**Task goal**
Locate the line that contains "point_to MUST place one pin on each instance of the light". Reproduce it and all following lines up to the end of the material, exactly and with nothing added.

___ Data

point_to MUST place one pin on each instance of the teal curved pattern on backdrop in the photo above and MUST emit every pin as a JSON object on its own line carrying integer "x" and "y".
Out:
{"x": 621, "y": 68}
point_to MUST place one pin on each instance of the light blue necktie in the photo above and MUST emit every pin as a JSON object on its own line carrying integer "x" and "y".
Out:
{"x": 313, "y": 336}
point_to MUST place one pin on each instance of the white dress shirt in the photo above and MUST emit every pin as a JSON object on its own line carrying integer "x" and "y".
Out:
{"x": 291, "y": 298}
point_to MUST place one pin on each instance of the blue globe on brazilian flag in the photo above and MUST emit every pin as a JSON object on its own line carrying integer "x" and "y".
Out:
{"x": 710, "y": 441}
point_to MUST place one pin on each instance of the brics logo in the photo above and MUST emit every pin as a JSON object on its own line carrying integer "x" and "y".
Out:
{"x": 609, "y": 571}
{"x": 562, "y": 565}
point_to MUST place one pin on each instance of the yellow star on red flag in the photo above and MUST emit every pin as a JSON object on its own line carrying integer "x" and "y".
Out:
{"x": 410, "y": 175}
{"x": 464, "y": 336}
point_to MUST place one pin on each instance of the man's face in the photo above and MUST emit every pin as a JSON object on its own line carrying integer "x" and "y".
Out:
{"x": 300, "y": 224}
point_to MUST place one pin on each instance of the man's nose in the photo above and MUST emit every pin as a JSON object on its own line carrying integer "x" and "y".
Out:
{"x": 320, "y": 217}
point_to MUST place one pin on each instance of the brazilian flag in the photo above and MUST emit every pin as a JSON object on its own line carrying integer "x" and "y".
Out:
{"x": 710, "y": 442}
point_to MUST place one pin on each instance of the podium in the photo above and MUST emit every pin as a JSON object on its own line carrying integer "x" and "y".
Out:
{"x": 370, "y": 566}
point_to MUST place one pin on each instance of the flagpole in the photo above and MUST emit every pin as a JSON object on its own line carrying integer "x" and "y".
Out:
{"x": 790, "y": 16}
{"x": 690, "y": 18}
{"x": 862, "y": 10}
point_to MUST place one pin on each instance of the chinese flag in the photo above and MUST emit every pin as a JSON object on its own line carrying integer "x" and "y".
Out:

______

**Answer for the task**
point_to MUST place one pin on each instance of the light blue necktie in the photo above and MUST emit every pin as a JSON object on its own line carrying integer "x" and "y".
Out:
{"x": 313, "y": 336}
point_to MUST place one pin on each instance of the white dress shirt in the photo above and MUST emit every pin as a JSON object on its own line carrying integer "x" and "y".
Out:
{"x": 291, "y": 298}
point_to MUST place one pin on each instance of the blue globe on brazilian flag in the photo above and MUST emit every pin as a JSON object on its own line carrying integer "x" and "y".
Out:
{"x": 710, "y": 441}
point_to MUST place one pin on each instance of the brics logo in the photo above and MUST emit every pin as a JSON object on its own line carrying integer "x" and "y".
Out:
{"x": 609, "y": 571}
{"x": 562, "y": 565}
point_to MUST place one pin on each instance of the yellow star on red flag in the photo above and MUST emit every pin as a JSON object on its own line carrying integer "x" and "y".
Out:
{"x": 410, "y": 175}
{"x": 464, "y": 336}
point_to MUST place one pin on each instance of the man's face in the photo above and MUST emit every pin as a JSON object on its own line carrying integer "x" and "y".
Out:
{"x": 300, "y": 224}
point_to MUST place one pin on each instance of the man's nose in the photo above and MUST emit every pin as a JSON object on its own line carrying integer "x" and "y".
Out:
{"x": 320, "y": 217}
point_to MUST place one pin on each instance of the brazilian flag in the photo above and MUST emit every pin as a JSON object on its own line carrying integer "x" and "y".
Out:
{"x": 710, "y": 442}
point_to MUST place one pin on each instance of the podium in the photo above and MUST emit every pin as a JSON object on its own line carrying integer "x" and "y".
Out:
{"x": 370, "y": 566}
point_to MUST place one pin on each instance of the flagpole in the photo above and MUST emit every pin as a JSON object on its own line carrying integer "x" and "y".
Out:
{"x": 790, "y": 16}
{"x": 690, "y": 18}
{"x": 862, "y": 10}
point_to MUST place one pin on each instance of the chinese flag in the photo above and MUST emit every pin as a JSON object on its own line carrying integer "x" and "y".
Out:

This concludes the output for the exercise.